EXERCISE REQUIREMENTS:
Please state how many lines of the records below contain the word "pointed". Give the number and nothing else.

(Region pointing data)
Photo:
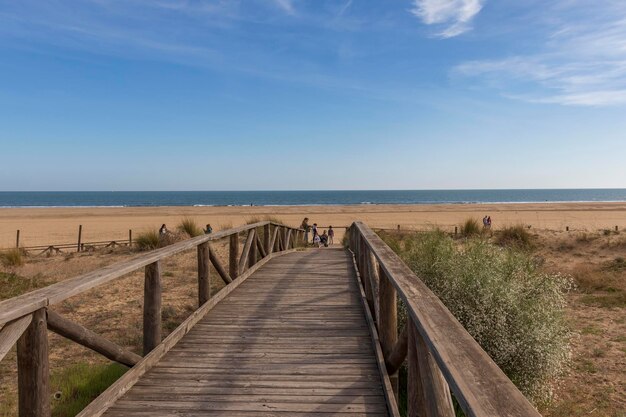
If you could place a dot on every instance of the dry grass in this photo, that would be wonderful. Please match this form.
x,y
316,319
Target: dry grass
x,y
12,257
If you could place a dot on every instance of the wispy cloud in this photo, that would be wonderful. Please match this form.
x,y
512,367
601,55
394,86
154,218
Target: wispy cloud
x,y
454,16
582,60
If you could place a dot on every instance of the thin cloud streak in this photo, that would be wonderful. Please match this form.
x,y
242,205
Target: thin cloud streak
x,y
454,16
582,63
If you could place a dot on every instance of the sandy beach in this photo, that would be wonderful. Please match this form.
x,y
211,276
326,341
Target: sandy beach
x,y
43,226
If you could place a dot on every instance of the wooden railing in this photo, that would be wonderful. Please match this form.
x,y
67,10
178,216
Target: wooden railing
x,y
25,319
442,357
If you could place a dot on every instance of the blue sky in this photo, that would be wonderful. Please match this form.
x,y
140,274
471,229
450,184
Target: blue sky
x,y
304,94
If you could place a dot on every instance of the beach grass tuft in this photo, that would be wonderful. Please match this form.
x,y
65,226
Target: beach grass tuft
x,y
12,257
148,240
189,227
76,386
511,307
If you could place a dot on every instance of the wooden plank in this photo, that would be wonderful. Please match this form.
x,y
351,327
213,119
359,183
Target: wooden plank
x,y
152,307
219,267
25,304
233,256
97,407
481,388
33,368
11,332
204,279
243,261
85,337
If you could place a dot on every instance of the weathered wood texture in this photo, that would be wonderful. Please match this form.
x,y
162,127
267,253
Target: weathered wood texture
x,y
204,279
481,388
292,340
91,340
33,368
152,307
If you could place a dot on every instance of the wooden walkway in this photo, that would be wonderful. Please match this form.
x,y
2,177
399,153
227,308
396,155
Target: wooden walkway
x,y
292,340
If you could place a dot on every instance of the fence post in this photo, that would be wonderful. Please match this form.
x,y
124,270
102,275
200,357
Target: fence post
x,y
152,307
233,256
204,279
388,320
33,368
80,235
266,238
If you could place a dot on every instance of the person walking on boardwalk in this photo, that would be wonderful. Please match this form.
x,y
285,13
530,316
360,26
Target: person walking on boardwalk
x,y
305,226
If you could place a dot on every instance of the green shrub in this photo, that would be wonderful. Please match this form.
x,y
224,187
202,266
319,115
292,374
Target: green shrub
x,y
147,240
12,257
515,236
189,227
76,386
471,227
513,310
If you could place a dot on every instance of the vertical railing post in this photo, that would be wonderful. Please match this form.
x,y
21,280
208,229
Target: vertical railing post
x,y
33,368
252,257
233,256
267,238
204,279
152,307
388,320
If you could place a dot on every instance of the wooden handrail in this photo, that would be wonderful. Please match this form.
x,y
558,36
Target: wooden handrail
x,y
441,345
20,306
25,319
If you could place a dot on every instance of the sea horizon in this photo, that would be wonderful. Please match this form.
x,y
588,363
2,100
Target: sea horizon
x,y
94,199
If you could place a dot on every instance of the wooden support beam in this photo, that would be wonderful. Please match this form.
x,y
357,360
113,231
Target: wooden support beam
x,y
253,255
436,393
204,278
388,320
11,332
233,256
85,337
398,353
152,307
274,240
33,370
243,261
267,236
219,267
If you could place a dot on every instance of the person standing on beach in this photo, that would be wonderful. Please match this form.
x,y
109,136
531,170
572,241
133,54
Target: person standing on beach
x,y
305,226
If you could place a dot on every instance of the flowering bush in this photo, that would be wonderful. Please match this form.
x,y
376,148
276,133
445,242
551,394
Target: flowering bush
x,y
513,309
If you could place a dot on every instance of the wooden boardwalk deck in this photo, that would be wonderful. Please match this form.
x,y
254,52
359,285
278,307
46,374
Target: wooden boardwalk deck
x,y
292,340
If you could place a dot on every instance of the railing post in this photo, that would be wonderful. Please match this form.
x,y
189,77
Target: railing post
x,y
427,388
152,307
388,320
204,279
266,238
33,368
252,257
233,256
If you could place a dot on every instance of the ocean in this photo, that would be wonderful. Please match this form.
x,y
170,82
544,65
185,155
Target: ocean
x,y
300,198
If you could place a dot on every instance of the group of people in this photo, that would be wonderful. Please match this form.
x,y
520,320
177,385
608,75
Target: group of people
x,y
325,239
487,222
164,232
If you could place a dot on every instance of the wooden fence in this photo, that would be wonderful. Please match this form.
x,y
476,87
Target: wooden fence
x,y
442,357
25,319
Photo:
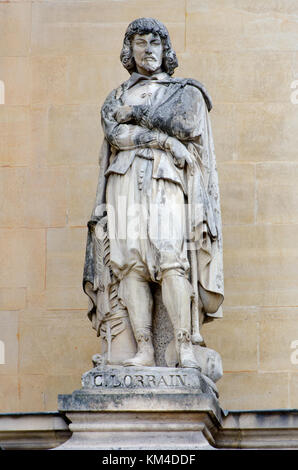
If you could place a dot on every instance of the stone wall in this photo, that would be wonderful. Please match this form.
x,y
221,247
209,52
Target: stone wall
x,y
58,60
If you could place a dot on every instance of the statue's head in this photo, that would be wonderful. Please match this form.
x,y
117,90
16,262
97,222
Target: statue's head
x,y
147,48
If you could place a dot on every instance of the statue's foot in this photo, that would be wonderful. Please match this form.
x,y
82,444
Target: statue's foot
x,y
185,350
140,360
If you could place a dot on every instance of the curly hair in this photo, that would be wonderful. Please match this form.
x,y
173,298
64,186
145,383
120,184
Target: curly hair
x,y
146,26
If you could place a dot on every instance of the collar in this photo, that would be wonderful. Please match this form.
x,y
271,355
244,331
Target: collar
x,y
137,77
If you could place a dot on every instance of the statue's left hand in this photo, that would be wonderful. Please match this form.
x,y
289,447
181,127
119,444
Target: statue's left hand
x,y
124,114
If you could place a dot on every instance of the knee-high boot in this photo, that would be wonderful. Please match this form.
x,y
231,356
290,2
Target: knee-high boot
x,y
137,297
176,294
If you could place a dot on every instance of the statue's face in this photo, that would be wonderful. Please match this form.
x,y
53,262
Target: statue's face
x,y
147,51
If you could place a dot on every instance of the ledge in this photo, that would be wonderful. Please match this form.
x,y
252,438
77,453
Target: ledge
x,y
241,429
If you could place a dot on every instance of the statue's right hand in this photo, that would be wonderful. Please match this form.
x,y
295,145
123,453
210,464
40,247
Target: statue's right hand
x,y
179,152
124,114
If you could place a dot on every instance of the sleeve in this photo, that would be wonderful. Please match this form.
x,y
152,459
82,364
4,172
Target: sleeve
x,y
127,136
181,116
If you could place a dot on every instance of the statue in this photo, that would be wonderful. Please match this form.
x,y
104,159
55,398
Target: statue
x,y
156,217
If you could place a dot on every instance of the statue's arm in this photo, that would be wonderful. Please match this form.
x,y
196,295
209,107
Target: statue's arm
x,y
127,136
183,120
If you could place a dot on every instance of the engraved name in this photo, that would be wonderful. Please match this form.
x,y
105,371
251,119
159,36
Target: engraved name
x,y
138,380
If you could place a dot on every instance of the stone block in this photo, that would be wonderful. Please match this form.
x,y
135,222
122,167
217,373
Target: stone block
x,y
241,76
93,27
277,193
39,392
224,132
15,135
82,183
260,265
49,79
15,26
253,391
22,258
278,330
35,197
235,336
266,131
65,257
293,389
9,342
105,411
74,135
237,190
9,396
15,73
256,25
12,299
56,343
67,298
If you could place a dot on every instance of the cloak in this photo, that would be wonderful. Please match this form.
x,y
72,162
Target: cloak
x,y
183,114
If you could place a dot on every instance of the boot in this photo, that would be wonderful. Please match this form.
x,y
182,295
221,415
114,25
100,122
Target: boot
x,y
145,353
185,350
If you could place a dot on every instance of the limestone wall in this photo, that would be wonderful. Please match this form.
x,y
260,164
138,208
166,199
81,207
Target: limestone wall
x,y
58,60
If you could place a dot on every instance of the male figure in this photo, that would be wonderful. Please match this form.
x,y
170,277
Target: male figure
x,y
159,153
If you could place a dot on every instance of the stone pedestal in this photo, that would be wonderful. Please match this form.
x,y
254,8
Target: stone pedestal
x,y
142,408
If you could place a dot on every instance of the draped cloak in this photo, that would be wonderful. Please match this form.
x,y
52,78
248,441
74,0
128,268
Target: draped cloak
x,y
183,114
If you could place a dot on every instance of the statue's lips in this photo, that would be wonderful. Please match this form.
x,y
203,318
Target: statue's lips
x,y
150,59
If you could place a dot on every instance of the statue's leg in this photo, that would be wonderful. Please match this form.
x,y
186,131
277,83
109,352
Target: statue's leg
x,y
136,295
176,295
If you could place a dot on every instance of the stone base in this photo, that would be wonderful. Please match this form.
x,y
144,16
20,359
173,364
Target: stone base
x,y
137,408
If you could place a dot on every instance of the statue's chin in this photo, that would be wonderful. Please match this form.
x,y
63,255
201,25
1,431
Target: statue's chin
x,y
150,67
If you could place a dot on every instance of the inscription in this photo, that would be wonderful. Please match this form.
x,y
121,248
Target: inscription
x,y
141,381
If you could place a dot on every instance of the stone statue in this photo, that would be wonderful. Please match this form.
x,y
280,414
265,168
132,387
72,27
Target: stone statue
x,y
156,217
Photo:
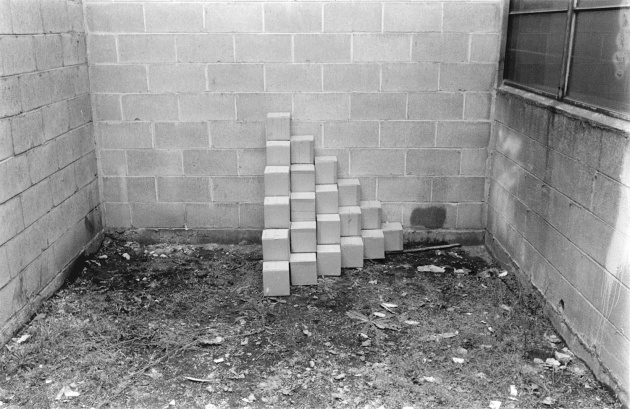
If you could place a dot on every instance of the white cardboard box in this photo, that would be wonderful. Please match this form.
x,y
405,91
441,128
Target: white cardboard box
x,y
302,178
329,260
278,126
276,245
350,217
278,153
303,237
349,192
373,244
393,233
326,199
277,181
328,229
325,170
371,215
303,268
302,149
276,280
276,212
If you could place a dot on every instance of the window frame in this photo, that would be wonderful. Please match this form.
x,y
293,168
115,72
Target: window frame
x,y
572,9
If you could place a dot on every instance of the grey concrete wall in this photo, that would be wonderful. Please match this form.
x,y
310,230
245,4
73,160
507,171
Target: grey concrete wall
x,y
399,92
48,186
559,210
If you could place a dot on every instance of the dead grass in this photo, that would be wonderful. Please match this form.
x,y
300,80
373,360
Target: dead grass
x,y
128,333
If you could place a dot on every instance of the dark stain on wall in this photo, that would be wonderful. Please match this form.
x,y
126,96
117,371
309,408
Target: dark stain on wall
x,y
430,217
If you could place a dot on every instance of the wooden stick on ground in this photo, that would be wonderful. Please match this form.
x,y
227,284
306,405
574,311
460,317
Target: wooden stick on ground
x,y
421,249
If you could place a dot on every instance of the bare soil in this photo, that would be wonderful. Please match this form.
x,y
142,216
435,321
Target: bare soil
x,y
181,326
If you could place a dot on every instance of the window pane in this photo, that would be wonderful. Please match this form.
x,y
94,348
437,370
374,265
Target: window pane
x,y
600,65
534,50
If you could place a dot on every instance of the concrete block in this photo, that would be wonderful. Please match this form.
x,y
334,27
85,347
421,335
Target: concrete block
x,y
293,77
302,150
329,260
10,102
293,17
322,48
154,48
326,199
393,233
302,206
238,189
48,52
27,131
118,78
234,18
322,107
276,279
381,47
303,178
352,252
177,78
173,18
235,77
370,214
115,18
278,153
205,162
303,237
275,243
36,90
352,77
278,126
17,55
276,212
254,107
373,244
259,48
150,107
181,135
328,229
303,268
209,48
154,162
350,217
440,105
277,181
349,192
206,106
325,170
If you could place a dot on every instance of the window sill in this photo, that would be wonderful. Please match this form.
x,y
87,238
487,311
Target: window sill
x,y
595,118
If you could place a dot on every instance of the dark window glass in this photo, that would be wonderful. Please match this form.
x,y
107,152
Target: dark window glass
x,y
600,64
534,50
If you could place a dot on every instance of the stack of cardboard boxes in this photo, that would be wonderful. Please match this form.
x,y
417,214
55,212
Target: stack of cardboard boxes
x,y
314,223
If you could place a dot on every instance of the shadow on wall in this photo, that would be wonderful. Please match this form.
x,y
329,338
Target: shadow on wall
x,y
559,207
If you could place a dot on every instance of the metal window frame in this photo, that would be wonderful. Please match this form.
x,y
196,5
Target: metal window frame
x,y
572,9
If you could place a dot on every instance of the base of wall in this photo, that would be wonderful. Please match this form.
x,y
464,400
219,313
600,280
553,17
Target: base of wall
x,y
573,341
17,321
234,236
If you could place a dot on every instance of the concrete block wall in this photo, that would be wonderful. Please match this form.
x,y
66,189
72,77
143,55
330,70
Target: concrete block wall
x,y
49,198
399,92
559,209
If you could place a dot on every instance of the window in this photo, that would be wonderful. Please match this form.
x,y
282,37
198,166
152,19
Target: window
x,y
577,51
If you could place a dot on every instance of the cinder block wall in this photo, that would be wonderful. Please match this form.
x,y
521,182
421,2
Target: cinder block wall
x,y
559,208
399,92
48,187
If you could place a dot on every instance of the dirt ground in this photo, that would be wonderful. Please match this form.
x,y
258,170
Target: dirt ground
x,y
181,326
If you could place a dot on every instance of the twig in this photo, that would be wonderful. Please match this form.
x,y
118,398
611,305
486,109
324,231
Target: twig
x,y
422,249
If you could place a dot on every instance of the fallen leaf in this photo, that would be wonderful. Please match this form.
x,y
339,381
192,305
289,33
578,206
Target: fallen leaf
x,y
431,269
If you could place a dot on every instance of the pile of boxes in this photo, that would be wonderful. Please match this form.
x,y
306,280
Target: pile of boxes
x,y
315,225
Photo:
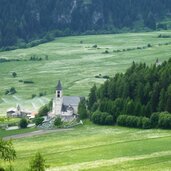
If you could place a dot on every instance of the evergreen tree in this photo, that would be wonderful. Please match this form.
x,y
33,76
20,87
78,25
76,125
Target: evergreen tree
x,y
37,163
92,97
82,111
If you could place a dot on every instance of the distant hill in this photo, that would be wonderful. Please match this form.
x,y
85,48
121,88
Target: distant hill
x,y
22,21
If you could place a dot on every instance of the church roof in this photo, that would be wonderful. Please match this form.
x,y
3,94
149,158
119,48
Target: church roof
x,y
59,86
71,100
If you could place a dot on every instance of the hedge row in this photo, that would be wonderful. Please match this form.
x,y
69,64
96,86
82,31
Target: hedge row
x,y
157,120
161,120
102,118
134,121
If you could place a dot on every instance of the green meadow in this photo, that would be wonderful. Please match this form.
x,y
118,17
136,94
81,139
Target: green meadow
x,y
92,147
75,62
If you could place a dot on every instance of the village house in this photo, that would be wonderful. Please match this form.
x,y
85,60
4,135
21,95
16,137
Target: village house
x,y
19,113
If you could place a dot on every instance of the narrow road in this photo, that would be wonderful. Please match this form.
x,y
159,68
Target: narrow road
x,y
35,133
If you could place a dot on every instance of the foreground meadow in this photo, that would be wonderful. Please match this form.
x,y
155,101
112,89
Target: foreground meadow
x,y
75,61
91,147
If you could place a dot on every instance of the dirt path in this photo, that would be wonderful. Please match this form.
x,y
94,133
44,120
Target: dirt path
x,y
35,133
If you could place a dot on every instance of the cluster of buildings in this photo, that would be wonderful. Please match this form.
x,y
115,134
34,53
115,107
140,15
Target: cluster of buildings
x,y
65,107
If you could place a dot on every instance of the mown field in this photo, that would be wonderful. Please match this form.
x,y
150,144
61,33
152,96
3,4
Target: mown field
x,y
92,147
75,62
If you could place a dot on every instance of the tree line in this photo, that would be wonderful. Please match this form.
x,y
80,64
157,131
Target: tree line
x,y
31,22
136,97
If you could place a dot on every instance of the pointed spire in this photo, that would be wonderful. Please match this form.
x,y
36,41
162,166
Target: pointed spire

OUTPUT OF THE EXERCISE:
2